• Prompt:
Give back the records from the line holding "written like (165,392)." through the end of the records, inclusive, with "jumping player" switched to "leaping player" and nothing else changed.
******
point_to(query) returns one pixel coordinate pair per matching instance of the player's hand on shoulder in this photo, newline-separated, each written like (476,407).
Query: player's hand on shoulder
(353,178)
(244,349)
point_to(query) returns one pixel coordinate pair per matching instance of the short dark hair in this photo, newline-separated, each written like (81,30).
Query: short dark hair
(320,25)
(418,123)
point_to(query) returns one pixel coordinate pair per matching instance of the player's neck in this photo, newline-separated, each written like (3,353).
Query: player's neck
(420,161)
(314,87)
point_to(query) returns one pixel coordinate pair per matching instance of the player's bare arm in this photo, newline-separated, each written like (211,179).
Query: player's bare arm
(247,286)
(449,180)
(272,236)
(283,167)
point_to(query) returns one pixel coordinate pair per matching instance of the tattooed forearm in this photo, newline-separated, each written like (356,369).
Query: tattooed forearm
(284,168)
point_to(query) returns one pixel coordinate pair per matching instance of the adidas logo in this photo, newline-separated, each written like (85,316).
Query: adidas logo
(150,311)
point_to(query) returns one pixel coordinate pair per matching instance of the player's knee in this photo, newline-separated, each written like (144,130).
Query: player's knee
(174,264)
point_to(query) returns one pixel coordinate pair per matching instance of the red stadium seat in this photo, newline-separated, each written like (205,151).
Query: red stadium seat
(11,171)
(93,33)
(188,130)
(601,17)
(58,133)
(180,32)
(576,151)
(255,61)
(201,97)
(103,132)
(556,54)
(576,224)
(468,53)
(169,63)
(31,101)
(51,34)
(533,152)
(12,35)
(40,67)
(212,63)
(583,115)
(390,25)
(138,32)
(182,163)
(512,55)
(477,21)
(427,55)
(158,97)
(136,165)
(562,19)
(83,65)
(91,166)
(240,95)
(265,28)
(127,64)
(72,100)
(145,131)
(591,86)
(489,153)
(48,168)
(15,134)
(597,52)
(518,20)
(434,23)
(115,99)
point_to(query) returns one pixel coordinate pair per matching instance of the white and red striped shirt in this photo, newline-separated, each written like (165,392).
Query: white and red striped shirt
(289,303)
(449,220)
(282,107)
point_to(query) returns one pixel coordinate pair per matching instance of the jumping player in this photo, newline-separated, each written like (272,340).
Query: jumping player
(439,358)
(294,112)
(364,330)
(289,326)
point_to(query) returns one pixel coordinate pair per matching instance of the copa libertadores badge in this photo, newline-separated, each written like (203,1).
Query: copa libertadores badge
******
• Answer to this task:
point_to(query) returns one pixel coordinate pair per matching instance of the white and red striped shirt in this photo, newline-separated, each written like (165,392).
Query: white and red striped shirt
(289,303)
(449,220)
(282,107)
point_to(query) returns one pixel coordinate pair per matching instance of the leaping player in this photo, newline-separated, each written like (272,340).
Query: leaping player
(439,358)
(294,112)
(364,330)
(289,326)
point_to(query) returns one pixel coordinate pair per matching instance of the copa libertadores badge in this photo, newline-separated, each written like (203,1).
Query: copa libertadores badge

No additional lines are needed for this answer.